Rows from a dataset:
— START —
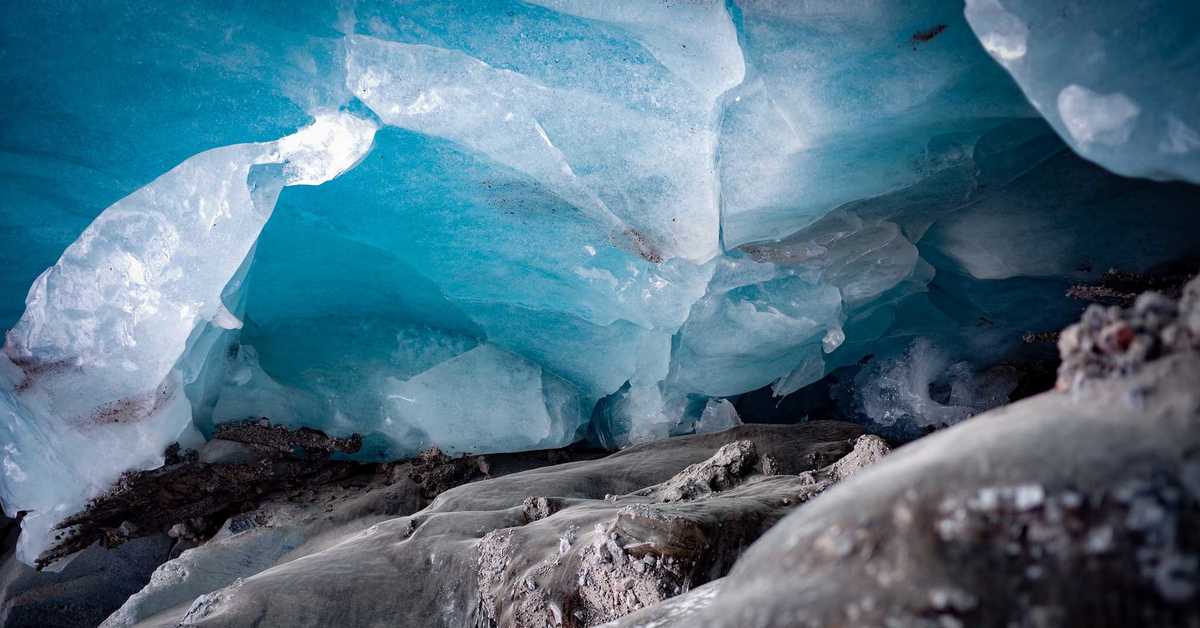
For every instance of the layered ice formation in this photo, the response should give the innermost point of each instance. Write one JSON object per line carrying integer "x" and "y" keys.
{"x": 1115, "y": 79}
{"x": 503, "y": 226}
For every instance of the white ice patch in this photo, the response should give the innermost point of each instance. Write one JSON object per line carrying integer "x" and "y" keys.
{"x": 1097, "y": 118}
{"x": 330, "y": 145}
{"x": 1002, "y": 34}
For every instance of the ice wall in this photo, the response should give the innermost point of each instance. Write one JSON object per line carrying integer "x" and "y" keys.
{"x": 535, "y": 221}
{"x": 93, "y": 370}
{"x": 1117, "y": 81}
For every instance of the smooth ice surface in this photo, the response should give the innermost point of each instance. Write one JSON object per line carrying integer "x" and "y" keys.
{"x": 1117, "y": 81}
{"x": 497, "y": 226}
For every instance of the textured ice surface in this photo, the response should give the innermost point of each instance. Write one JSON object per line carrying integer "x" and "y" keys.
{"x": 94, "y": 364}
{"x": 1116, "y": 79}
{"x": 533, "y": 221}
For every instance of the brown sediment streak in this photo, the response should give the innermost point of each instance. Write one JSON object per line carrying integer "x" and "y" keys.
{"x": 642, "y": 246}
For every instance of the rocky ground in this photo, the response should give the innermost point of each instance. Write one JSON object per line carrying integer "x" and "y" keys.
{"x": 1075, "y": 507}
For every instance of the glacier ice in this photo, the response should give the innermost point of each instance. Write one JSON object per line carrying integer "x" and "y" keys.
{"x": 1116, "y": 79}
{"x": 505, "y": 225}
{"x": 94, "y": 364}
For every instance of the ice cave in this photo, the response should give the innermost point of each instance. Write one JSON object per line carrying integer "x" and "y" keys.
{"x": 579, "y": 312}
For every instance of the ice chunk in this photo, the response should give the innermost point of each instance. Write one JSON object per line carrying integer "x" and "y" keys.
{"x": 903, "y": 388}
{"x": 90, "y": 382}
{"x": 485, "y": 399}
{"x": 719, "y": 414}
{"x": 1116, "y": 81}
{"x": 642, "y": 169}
— END —
— START —
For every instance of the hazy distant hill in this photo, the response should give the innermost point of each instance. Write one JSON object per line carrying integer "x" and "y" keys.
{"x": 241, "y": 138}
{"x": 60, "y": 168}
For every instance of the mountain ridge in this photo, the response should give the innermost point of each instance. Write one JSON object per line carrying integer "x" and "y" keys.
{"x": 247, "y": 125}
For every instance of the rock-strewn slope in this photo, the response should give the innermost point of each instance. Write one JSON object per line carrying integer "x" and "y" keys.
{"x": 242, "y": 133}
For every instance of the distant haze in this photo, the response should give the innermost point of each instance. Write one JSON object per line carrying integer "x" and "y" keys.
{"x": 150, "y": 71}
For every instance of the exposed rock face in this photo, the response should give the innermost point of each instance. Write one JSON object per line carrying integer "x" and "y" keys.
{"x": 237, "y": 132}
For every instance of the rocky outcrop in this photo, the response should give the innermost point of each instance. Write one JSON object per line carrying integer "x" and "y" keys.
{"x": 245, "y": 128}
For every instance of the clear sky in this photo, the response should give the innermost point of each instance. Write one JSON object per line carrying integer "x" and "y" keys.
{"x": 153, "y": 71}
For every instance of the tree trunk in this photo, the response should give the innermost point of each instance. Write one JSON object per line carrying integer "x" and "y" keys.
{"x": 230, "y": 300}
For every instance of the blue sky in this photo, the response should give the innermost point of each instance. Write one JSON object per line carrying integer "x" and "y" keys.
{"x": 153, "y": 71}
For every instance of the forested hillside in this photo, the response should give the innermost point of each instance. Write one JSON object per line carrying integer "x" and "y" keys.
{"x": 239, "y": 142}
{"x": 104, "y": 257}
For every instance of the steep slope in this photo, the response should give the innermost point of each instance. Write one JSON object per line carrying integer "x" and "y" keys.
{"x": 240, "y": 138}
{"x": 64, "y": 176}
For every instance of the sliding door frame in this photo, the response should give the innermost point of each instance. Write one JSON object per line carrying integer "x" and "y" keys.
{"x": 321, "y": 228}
— END —
— START —
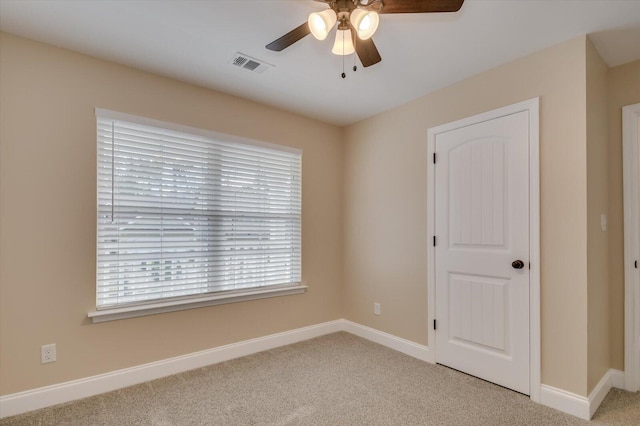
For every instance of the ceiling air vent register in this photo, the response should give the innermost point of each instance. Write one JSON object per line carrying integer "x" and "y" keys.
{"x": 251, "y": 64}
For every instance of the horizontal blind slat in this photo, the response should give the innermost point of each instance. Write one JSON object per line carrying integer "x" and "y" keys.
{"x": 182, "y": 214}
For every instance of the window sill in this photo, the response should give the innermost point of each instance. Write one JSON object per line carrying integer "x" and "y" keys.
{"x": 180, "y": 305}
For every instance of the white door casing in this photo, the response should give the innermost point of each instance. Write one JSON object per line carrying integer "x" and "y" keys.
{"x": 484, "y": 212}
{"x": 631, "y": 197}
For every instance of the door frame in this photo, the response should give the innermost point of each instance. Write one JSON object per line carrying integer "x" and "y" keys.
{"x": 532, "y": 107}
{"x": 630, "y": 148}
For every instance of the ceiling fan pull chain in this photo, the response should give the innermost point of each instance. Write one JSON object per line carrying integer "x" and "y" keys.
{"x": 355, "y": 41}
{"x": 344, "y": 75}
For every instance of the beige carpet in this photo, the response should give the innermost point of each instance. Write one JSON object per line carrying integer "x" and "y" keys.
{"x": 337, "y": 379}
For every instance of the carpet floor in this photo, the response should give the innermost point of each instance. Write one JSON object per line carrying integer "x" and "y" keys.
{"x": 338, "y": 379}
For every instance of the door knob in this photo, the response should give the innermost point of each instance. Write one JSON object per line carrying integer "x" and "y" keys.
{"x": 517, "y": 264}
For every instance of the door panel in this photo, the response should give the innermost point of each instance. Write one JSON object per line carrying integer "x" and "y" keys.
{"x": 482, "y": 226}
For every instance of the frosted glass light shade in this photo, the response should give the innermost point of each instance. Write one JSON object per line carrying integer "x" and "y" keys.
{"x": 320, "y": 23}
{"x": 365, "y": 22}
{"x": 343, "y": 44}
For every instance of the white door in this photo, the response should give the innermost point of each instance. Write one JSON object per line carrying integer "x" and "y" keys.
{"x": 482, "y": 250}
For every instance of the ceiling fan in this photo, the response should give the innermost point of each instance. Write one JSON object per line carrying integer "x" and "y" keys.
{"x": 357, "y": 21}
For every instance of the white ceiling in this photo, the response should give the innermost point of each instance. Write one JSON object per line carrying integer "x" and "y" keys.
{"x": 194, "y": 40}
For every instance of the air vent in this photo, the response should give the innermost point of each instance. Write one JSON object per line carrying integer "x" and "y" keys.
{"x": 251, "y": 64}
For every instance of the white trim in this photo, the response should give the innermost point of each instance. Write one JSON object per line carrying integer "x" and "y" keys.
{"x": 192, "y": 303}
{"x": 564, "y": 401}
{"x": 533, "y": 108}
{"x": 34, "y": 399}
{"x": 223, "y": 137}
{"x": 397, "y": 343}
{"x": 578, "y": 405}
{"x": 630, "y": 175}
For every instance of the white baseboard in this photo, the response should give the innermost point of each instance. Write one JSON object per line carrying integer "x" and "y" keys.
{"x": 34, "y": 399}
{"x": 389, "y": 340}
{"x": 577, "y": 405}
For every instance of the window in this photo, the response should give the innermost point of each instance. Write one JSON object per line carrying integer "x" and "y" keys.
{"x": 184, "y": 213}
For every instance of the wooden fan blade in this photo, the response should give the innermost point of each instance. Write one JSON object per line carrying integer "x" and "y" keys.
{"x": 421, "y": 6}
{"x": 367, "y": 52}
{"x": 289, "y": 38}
— END —
- _EXERCISE OBJECTIVE_: Count the lines in the records above that contain the string "distant", treating uppercase and lowercase as different. Reply with the number alone.

- _SOLUTION TO THIS PROBLEM_: 2